### Extracted entries
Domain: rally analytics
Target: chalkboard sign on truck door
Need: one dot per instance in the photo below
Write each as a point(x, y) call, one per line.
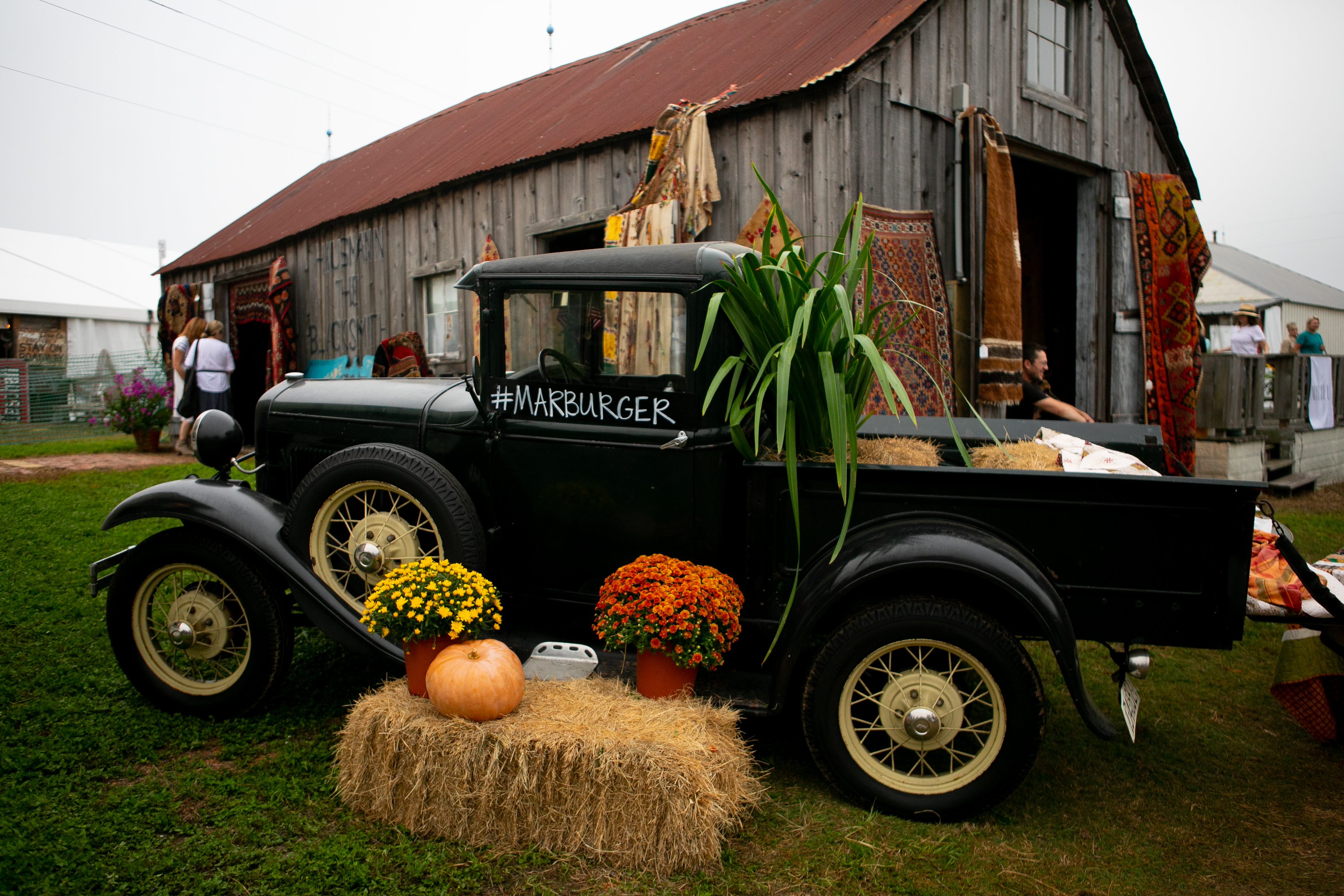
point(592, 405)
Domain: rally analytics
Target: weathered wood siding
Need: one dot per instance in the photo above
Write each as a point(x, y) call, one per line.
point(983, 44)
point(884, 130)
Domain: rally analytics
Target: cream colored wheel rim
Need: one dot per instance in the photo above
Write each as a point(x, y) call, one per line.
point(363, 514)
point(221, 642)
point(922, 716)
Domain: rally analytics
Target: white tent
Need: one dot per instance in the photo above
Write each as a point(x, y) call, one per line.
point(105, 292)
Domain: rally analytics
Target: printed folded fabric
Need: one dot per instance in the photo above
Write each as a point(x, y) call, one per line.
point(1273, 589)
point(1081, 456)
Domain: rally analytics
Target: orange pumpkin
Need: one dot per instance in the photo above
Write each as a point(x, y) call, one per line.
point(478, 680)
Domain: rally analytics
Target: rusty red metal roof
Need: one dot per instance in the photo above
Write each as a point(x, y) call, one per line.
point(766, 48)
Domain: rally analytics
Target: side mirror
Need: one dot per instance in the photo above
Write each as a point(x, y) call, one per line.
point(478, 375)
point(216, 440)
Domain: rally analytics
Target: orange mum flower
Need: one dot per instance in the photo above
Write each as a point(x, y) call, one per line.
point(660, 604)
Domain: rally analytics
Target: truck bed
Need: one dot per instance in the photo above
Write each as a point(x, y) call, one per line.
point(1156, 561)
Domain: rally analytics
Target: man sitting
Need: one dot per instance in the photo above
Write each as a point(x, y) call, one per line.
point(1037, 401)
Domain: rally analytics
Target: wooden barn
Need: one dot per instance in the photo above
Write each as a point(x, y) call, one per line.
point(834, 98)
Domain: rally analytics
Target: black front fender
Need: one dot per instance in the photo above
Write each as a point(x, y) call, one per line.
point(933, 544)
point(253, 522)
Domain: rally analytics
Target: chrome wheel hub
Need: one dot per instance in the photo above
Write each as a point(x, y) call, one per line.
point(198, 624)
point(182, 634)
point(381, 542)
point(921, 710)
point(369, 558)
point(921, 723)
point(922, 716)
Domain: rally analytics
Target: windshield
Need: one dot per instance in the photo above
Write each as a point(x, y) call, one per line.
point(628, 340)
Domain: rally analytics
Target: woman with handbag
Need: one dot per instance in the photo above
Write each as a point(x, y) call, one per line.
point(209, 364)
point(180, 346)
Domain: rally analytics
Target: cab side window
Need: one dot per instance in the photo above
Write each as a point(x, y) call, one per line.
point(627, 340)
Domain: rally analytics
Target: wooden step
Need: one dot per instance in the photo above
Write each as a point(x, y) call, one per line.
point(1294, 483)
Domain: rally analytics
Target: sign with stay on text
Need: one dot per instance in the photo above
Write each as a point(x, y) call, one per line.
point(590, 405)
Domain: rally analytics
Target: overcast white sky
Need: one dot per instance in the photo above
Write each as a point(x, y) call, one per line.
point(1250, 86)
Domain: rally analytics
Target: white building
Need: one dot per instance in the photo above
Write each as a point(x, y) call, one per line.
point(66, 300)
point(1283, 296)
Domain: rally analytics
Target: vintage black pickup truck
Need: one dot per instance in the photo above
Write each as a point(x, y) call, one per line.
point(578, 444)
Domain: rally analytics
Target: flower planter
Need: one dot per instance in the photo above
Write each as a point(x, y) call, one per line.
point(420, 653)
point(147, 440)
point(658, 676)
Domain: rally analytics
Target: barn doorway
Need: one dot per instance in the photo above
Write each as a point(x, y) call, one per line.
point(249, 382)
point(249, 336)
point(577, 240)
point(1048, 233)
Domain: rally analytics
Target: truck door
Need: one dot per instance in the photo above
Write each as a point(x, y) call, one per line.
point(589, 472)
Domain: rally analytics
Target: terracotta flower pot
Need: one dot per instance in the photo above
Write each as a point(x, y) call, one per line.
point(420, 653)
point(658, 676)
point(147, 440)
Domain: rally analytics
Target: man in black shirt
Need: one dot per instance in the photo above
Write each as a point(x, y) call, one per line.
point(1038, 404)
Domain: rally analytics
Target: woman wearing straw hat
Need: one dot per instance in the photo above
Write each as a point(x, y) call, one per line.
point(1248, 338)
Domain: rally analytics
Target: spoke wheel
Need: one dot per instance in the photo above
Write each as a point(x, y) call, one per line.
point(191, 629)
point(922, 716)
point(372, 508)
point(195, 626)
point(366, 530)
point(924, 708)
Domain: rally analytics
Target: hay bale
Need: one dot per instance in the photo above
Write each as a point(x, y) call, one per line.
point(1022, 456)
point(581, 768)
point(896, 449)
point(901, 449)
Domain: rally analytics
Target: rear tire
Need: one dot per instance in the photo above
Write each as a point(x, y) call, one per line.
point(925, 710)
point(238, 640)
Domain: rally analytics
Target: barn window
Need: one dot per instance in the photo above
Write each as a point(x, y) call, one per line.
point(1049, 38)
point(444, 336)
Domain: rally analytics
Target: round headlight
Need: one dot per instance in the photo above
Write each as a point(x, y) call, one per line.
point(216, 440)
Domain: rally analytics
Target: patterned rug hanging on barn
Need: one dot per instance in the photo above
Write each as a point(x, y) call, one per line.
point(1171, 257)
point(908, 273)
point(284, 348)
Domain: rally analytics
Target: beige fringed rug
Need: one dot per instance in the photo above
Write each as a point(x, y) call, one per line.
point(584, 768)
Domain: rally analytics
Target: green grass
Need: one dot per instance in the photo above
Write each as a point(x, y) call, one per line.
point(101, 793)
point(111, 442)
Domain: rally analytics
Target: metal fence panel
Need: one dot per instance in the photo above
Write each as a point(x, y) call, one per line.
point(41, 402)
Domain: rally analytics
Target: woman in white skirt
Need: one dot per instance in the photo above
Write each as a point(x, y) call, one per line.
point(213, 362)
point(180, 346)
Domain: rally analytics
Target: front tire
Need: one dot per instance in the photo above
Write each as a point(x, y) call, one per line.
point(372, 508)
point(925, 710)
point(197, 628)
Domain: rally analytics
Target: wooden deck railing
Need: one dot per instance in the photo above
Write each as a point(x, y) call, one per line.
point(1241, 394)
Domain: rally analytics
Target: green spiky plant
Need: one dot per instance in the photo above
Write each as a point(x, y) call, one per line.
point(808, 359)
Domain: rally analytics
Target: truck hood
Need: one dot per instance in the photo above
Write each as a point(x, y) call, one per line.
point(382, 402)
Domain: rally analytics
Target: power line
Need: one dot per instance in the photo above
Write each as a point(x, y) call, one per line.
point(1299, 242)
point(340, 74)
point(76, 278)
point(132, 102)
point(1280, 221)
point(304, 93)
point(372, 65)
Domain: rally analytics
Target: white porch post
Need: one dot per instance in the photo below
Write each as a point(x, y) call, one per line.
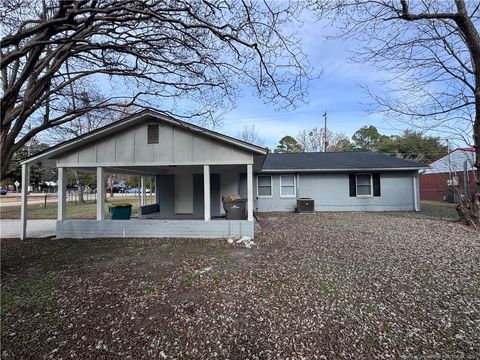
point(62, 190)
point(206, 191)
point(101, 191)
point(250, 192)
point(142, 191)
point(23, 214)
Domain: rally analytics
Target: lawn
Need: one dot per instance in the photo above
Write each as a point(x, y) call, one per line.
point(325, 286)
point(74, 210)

### What the exercise asks
Return the material word for word. Pictures are not part of the copy.

### Solution to this exercise
Domain: rally analytics
Target: chalkboard sign on truck door
Need: one dot per instance in the photo below
Write each as a point(x, y) call, one per line.
point(592, 405)
Domain: rally analytics
Target: weathered wood siding
Need: one dot per instance in the photo above
Write each as a point(x, y) call, one per line.
point(983, 44)
point(884, 130)
Domain: rally analytics
Target: cream colored wheel rim
Need: one dot per instance in the photo above
Write each as a point(x, y) call, one per line.
point(363, 514)
point(221, 642)
point(922, 716)
Domain: rally analytics
Target: white tent
Need: one dot per instance in the photo above
Write each as a point(x, y) call, one per line.
point(105, 292)
Domain: rally analytics
Target: printed folded fabric
Need: one dot per instance in the photo above
Write each as a point(x, y) call, one per line.
point(1273, 589)
point(1081, 456)
Domain: rally analytics
Target: orange pumpkin
Need: one dot per instance in the photo above
Write each as a point(x, y) call, one per line.
point(478, 680)
Domain: rally analytics
Target: rusty red metal roof
Need: one dot per instance in the photo above
Write each as a point(x, y) call, one per line.
point(766, 48)
Domain: rally analytics
Target: side mirror
Need: one dot per instance in the photo above
Write each as a point(x, y) call, one per line.
point(478, 375)
point(216, 440)
Domain: rally analytics
Target: orange mum flower
Need: one dot per instance in the photo above
Write each as a point(x, y) call, one per line.
point(660, 604)
Domain: rally analytics
Target: truck bed
Need: one dot per instance in the photo above
Write each as a point(x, y) call, one per line.
point(1156, 561)
Domain: rally analytics
Target: man sitting
Need: one dot per instance in the photo above
Write each as a point(x, y) call, one per line.
point(1037, 401)
Domain: rally analytics
Target: wooden barn
Need: one dot per instance in the photo above
Write each as a point(x, y) call, one per line.
point(834, 98)
Domain: rally analytics
Target: black front fender
Need: one dot per instance in the photo above
Write each as a point(x, y) call, one per line.
point(933, 544)
point(253, 522)
Domain: rally analytics
Target: chrome wheel hub
Need: one dot per instance in the photo above
Write each as a point(x, y) call, one per line.
point(198, 624)
point(182, 634)
point(381, 542)
point(921, 710)
point(369, 558)
point(921, 723)
point(922, 716)
Domain: rally analytics
Target: windshield
Need: one dot per instance in the photo above
Write each as a point(x, y) call, one per line.
point(628, 340)
Domain: rally analytics
Target: woman with handbag
Need: one dot per instance in the photo above
Write each as a point(x, y) call, one per line.
point(209, 364)
point(180, 346)
Domain: rally analytics
Target: cab side window
Need: one dot per instance in the photo above
Write each as a point(x, y) call, one per line.
point(627, 340)
Domain: rally analytics
Target: wooden step
Need: one dot per instance in the photo above
Write each as a point(x, y) call, one per line.
point(1294, 483)
Domain: rally analytics
Target: sign with stay on text
Need: one dot per instance in the photo above
Write each as a point(x, y) call, one per line.
point(590, 405)
Domain: rally analytics
Target: overcast white sky
Need: one dot per instance in the photo above
Write each as a point(x, y) call, one per line.
point(1250, 86)
Domain: rally analytics
Target: white building
Need: one dot per instance in the photo above
Write each as a point(x, y) call, one per line.
point(66, 300)
point(1283, 296)
Domain: rally analytics
Target: vintage black pickup truck
Need: one dot per instance in the photo above
Write each as a point(x, y) call, one per line.
point(578, 444)
Domain: rally analytics
Target: flower planter
Need: one dot per instance in the photo above
Write each as a point(x, y) call, one per line.
point(420, 653)
point(147, 440)
point(658, 676)
Domain: rally analytics
Target: barn doorway
Need: one dot per instance in the photo above
Write each as a point(x, y) call, one per line.
point(249, 382)
point(249, 336)
point(577, 240)
point(1048, 233)
Domain: rally analytics
Target: truck door
Need: one dot per instance in the photo above
Write each as a point(x, y) call, one per line.
point(589, 472)
Domain: rally analytics
Target: terracotta flower pot
Need: one dot per instance in the photo above
Write each as a point(x, y) call, one per line.
point(420, 653)
point(658, 676)
point(147, 440)
Domain: rally analytics
Target: man in black shirt
Need: one dot per instance in the photo above
Write each as a point(x, y) call, one per line.
point(1038, 404)
Domain: rally analytics
Target: woman wearing straw hat
Need: one dot per instance in the photo above
Write each as a point(x, y) call, one per line.
point(1248, 338)
Domain: rally analytics
Target: spoke wheel
Need: one dot per instance in the photo above
Write each as a point(x, y) call, one per line.
point(191, 629)
point(922, 716)
point(372, 508)
point(195, 626)
point(366, 530)
point(924, 708)
Domain: rally analytics
Target: hay bale
Need: one dot per instance in the photo above
Write each as a point(x, y) call, one per line.
point(1022, 456)
point(581, 768)
point(896, 449)
point(901, 449)
Domain: rally analytics
Target: rear tire
Need: one dot per instance in the photo above
Write each as a point(x, y) call, one per line.
point(925, 710)
point(238, 640)
Domain: rally analytics
Target: barn window
Need: one dot per instance in the photo above
Write each as a point(x, y) call, one per line.
point(1049, 38)
point(444, 336)
Domain: rally analytics
Target: round headlight
Need: one dot per instance in the photo above
Write each as a point(x, y) call, one per line.
point(216, 440)
Domain: rally analytics
Target: patterned rug hanging on barn
Need: one dot per instance in the photo above
Write each as a point(x, y) call, one per line.
point(1171, 257)
point(908, 273)
point(284, 348)
Domain: rally analytics
Target: beige fringed rug
Need: one dot per instance in the photo above
Write each as a point(x, y) call, one per line.
point(584, 768)
Domain: rally analytics
Target: green grass
Need: one dot per instance in the photo above
Write each as a point(x, y) call, one per line.
point(101, 793)
point(111, 442)
Domain: rally analytics
Target: metal fence panel
Need: one dot per instance in the photo above
Write each as a point(x, y) call, one per line.
point(41, 402)
Domain: rally analytics
Target: woman in white skirt
Need: one dot per instance in the photo above
Write each as a point(x, y) call, one per line.
point(213, 362)
point(180, 346)
Domain: rally analytics
Target: front tire
Need: one dot per instance in the photo above
Write each as a point(x, y) call, one per line.
point(372, 508)
point(925, 710)
point(197, 628)
Domain: rally analytics
Target: wooden deck railing
Need: one dot per instance in the photo above
Write each as a point(x, y) call, one per line.
point(1241, 394)
Domain: rally analytics
Target: green spiky plant
Need: one dot per instance in the photo above
Write each as a point(x, y) call, one per line.
point(808, 359)
Domain: rally analytics
Target: truck hood
Need: one dot per instance in the photo above
Write each as a point(x, y) call, one per line.
point(382, 402)
Domain: rally analytics
Target: power line
Need: one dot per instance in the photo above
Write each as a point(x, y) call, one per line.
point(1299, 242)
point(340, 74)
point(76, 278)
point(132, 102)
point(1280, 221)
point(304, 93)
point(372, 65)
Domain: rally analytics
Target: white porch post
Need: one dot per instance in the photo below
Write each as a point(x, y) call, one per line.
point(62, 190)
point(206, 191)
point(101, 191)
point(250, 192)
point(142, 191)
point(23, 214)
Domain: rally analytics
Target: lawn
Need: one dot per instance in the photo above
Write each as a point(x, y) call, one per line.
point(325, 286)
point(74, 210)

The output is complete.